- Given task
Please copy everything from the line containing "indicate the stone" down to the line containing "column 282, row 126", substituting "smokestack" for "chimney" and leaving all else unchanged.
* BEGIN Records for processing *
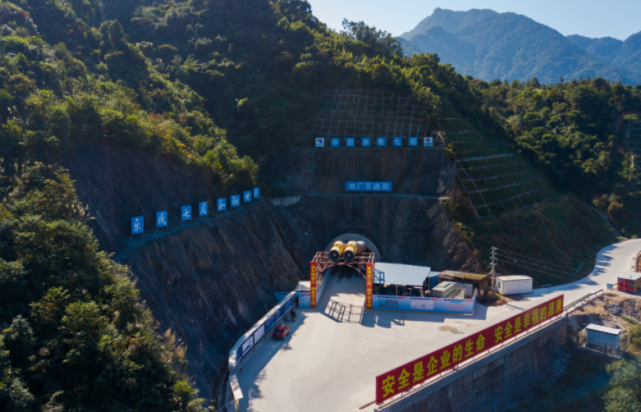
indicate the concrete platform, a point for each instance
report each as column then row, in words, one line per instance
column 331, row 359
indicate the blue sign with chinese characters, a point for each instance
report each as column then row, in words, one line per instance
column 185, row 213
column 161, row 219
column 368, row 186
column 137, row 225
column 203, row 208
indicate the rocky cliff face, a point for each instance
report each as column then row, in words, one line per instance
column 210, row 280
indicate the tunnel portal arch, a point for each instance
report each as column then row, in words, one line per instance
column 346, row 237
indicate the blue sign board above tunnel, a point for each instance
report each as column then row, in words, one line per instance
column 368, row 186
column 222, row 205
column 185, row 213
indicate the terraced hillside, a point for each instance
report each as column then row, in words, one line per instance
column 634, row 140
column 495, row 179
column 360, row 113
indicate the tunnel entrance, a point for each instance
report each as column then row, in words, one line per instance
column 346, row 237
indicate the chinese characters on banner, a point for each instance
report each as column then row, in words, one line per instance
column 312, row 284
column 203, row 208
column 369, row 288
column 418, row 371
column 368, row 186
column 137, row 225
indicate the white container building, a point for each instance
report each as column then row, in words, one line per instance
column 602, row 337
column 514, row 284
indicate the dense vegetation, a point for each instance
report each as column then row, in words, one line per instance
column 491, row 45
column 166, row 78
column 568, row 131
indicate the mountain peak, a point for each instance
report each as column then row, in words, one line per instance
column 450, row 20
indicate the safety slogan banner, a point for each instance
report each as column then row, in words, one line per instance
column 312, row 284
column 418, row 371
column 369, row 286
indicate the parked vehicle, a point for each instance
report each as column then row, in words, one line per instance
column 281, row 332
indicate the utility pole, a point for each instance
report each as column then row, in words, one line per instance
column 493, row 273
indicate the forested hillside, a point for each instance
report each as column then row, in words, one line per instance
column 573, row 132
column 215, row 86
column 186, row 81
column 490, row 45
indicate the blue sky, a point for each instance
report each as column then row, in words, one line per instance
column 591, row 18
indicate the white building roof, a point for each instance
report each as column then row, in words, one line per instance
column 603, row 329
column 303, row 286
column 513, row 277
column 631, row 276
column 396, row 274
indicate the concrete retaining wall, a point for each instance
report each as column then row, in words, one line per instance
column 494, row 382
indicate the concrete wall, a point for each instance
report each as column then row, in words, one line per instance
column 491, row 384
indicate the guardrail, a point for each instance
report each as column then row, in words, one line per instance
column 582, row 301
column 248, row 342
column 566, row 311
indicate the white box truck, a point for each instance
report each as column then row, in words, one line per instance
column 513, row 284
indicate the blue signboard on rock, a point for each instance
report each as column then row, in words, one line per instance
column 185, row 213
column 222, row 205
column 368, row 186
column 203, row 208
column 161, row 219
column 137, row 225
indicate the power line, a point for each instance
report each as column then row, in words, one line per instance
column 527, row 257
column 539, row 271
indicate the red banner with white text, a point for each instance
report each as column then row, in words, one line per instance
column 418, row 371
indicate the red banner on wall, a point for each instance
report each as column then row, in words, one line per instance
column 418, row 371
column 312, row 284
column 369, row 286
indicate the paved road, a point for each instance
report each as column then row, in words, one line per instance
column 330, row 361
* END Records for processing *
* BEGIN Records for processing *
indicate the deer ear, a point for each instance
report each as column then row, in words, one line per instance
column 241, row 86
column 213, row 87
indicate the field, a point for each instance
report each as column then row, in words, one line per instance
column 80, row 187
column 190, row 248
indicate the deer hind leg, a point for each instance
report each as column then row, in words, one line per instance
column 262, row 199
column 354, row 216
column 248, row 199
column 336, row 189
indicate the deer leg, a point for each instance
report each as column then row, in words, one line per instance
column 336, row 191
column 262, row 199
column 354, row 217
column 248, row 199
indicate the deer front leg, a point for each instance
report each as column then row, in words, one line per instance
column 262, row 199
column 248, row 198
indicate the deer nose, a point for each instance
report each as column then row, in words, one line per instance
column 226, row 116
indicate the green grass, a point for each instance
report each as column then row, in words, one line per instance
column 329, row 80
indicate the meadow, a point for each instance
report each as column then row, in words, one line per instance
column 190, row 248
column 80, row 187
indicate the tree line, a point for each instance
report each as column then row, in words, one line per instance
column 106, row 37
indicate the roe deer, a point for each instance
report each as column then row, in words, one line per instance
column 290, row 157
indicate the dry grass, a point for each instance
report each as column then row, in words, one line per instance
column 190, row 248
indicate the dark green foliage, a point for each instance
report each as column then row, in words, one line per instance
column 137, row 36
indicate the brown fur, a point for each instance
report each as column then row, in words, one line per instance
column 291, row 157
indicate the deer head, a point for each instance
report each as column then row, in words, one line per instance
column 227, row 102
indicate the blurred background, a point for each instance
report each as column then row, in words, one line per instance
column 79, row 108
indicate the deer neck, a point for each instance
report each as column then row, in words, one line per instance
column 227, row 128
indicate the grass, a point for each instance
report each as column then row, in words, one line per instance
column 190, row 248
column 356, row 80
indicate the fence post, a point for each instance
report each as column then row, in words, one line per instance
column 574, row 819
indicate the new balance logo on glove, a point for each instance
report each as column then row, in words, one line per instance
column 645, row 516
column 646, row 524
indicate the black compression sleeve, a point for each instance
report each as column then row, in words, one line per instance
* END Records for processing *
* BEGIN Records for processing *
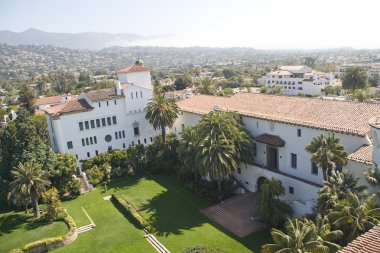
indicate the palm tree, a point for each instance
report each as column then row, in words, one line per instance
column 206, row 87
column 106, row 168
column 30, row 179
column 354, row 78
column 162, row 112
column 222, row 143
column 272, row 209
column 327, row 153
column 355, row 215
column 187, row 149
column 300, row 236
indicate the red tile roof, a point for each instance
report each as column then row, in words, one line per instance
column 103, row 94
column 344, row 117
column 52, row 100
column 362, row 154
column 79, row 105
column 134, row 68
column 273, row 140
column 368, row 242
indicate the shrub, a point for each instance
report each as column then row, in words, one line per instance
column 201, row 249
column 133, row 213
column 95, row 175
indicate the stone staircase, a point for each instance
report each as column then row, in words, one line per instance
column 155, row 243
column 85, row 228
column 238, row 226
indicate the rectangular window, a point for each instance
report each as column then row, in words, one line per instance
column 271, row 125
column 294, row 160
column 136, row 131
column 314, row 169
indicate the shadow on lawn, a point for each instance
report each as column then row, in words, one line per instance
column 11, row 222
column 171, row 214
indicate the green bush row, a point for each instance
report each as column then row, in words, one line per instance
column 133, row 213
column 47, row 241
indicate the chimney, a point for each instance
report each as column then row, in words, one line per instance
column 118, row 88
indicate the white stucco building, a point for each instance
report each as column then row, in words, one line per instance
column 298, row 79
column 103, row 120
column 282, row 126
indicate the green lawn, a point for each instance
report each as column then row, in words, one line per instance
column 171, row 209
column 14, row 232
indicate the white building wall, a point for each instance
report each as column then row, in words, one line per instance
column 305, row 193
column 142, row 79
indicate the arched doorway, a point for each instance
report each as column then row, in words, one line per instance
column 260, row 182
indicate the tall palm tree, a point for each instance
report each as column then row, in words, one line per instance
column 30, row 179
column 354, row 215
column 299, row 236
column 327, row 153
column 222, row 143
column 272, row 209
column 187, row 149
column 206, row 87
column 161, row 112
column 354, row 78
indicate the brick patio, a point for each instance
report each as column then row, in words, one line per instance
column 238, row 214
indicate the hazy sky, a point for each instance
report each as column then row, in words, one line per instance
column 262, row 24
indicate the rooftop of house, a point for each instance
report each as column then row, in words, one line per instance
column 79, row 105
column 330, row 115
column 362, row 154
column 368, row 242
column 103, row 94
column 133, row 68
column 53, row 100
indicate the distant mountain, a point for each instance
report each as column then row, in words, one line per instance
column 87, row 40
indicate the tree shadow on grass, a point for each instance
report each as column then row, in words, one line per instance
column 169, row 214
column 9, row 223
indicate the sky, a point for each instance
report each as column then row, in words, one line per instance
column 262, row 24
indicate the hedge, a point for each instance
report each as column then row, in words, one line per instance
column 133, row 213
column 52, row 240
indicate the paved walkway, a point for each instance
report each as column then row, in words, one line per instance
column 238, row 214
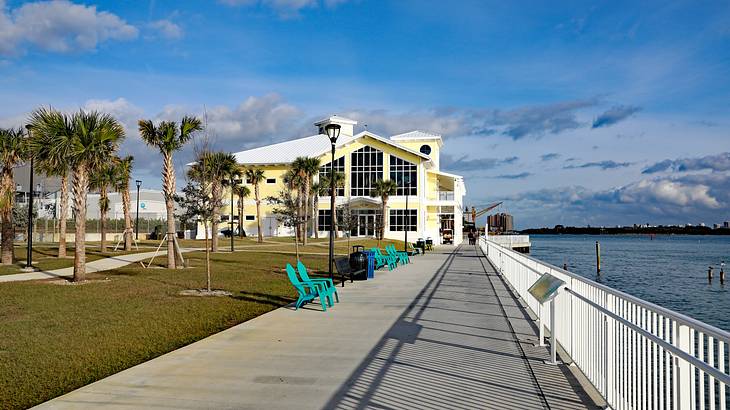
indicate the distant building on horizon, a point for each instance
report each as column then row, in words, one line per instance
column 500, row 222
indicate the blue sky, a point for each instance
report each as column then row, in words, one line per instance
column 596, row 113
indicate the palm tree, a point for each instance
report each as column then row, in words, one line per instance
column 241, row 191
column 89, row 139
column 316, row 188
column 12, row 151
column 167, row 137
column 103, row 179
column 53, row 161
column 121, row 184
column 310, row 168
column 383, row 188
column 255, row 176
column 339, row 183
* END Records for processing *
- Correct response
indicate the stone staircase, a point for each instance
report each as column then row, in words, one line per instance
column 155, row 243
column 85, row 228
column 238, row 226
indicate the rectangular window, a point for each instance
report each as column then row, in words, one line per instance
column 271, row 125
column 294, row 160
column 136, row 131
column 314, row 169
indicate the shadow on lawn, a point for each instance
report each as column then row, in words, one line per instance
column 11, row 222
column 171, row 214
indicate the green bush row, a point for each instance
report each as column then row, in words, one line per instance
column 133, row 213
column 47, row 241
indicate the smokestack, a point for each instance
report each as column then row, in words, one line per instance
column 118, row 88
indicate the white stucco building, a point for each instance
report each as column then row, in words, one line per instance
column 298, row 79
column 103, row 120
column 282, row 126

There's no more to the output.